▸ TASK DESCRIPTION
Pull out every line in the entries below that contains the word "locate". Case matters, so a line with a different capitalization does not count.

▸ DATA FOR THE TASK
## begin
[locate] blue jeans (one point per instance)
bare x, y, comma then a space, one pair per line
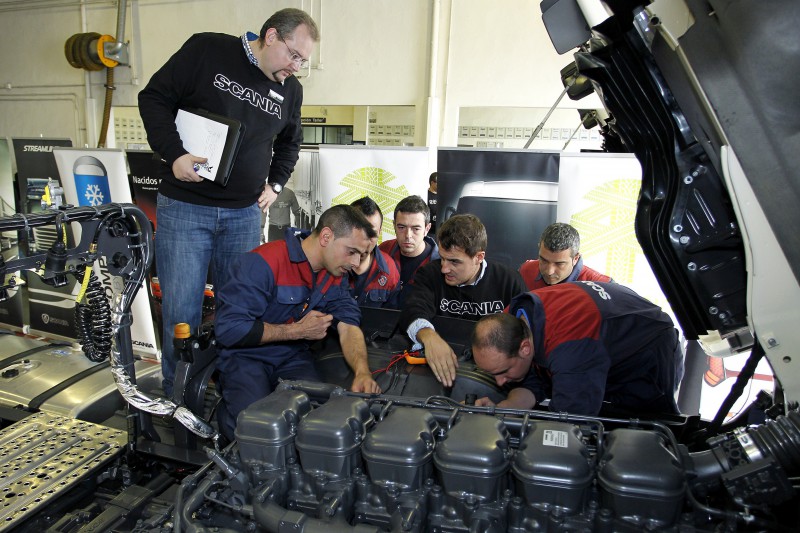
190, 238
## end
## begin
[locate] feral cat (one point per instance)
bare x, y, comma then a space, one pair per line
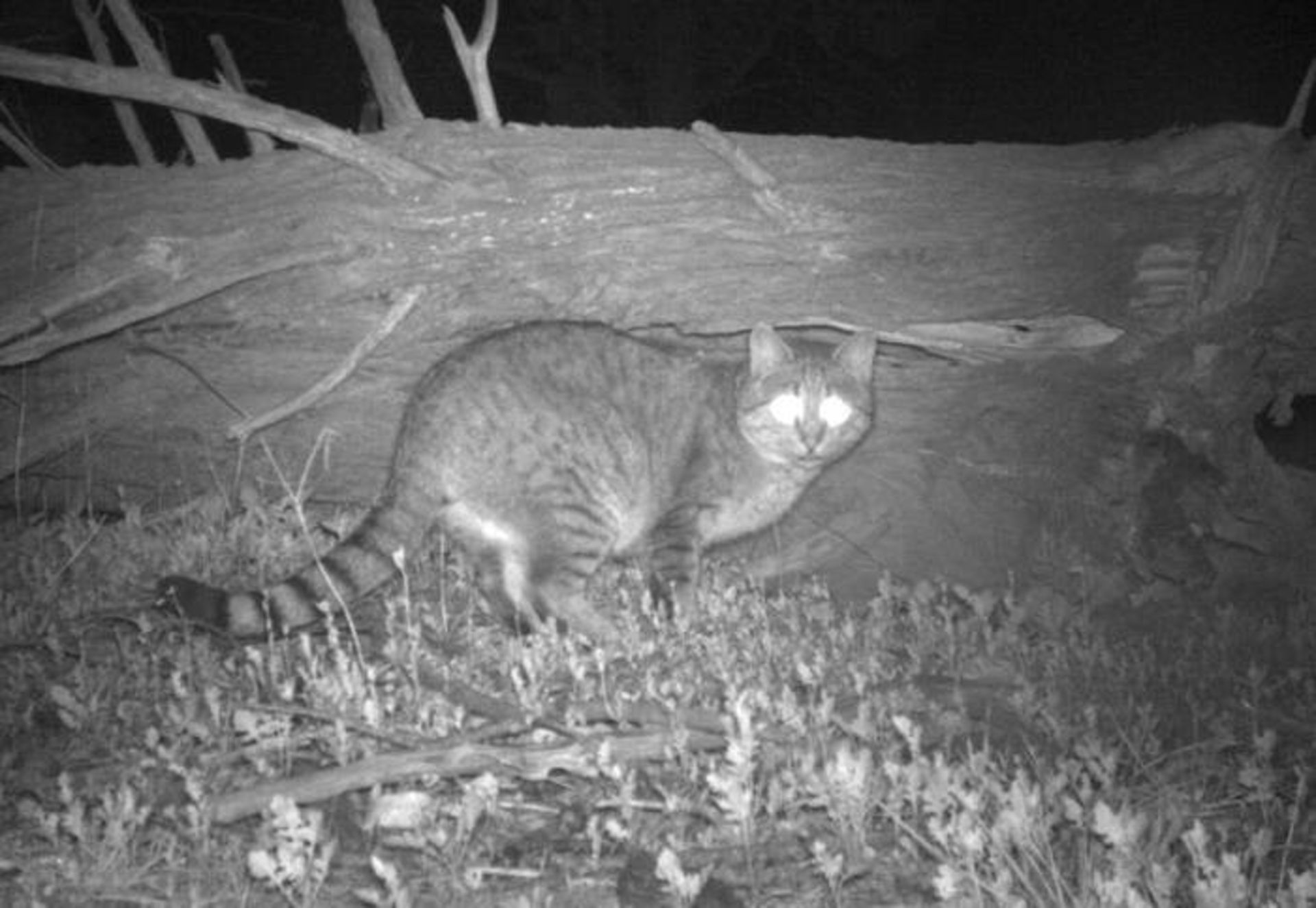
## end
▸ EXPECTED ANSWER
[locate] blue jeans (one point per instance)
[locate] feral cat (one point per instance)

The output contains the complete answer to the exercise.